Saved entries:
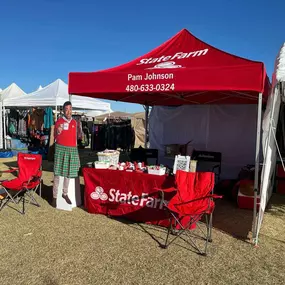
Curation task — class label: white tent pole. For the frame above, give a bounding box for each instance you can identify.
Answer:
[252,92,263,243]
[144,105,149,148]
[255,86,279,245]
[0,102,3,149]
[69,94,72,103]
[3,105,6,149]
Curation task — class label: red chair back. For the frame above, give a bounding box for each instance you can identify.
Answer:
[17,153,42,182]
[168,170,215,215]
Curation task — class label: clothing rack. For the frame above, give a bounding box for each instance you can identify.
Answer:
[91,118,134,152]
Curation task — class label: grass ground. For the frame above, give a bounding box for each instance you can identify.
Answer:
[0,151,284,285]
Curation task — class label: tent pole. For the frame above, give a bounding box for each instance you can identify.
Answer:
[3,106,6,149]
[69,94,72,103]
[252,92,263,243]
[0,102,3,149]
[145,105,149,148]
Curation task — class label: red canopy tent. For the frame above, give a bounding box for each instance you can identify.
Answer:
[68,28,270,106]
[68,28,271,243]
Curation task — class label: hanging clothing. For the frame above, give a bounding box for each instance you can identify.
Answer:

*Exercise brief*. Your task is to find each line in the entries that contains the string "frame" and copy it.

*Output for this exercise*.
Curation task — class label: white tent pole. For the frame above, give a bounding box for each instance you can identify.
Curation task — class label: red chair back. For the frame above, give a bounding box for each instance you can identify.
Curation task — class label: clothing rack. For the frame above, give a bounding box for each instance you can identify.
Curation task — class label: grass ground. For the frame above, give a bounding box for each instance you can identify.
Curation task — class label: tent pole. For the frame above, give a bounding box for each instance you can identify.
Curation task — class label: red canopy tent. For the frame above, give a bounding box for each instance you can identify.
Curation task — class label: hanging clothing. For the frame above, give a bounding box for each instance you can identify.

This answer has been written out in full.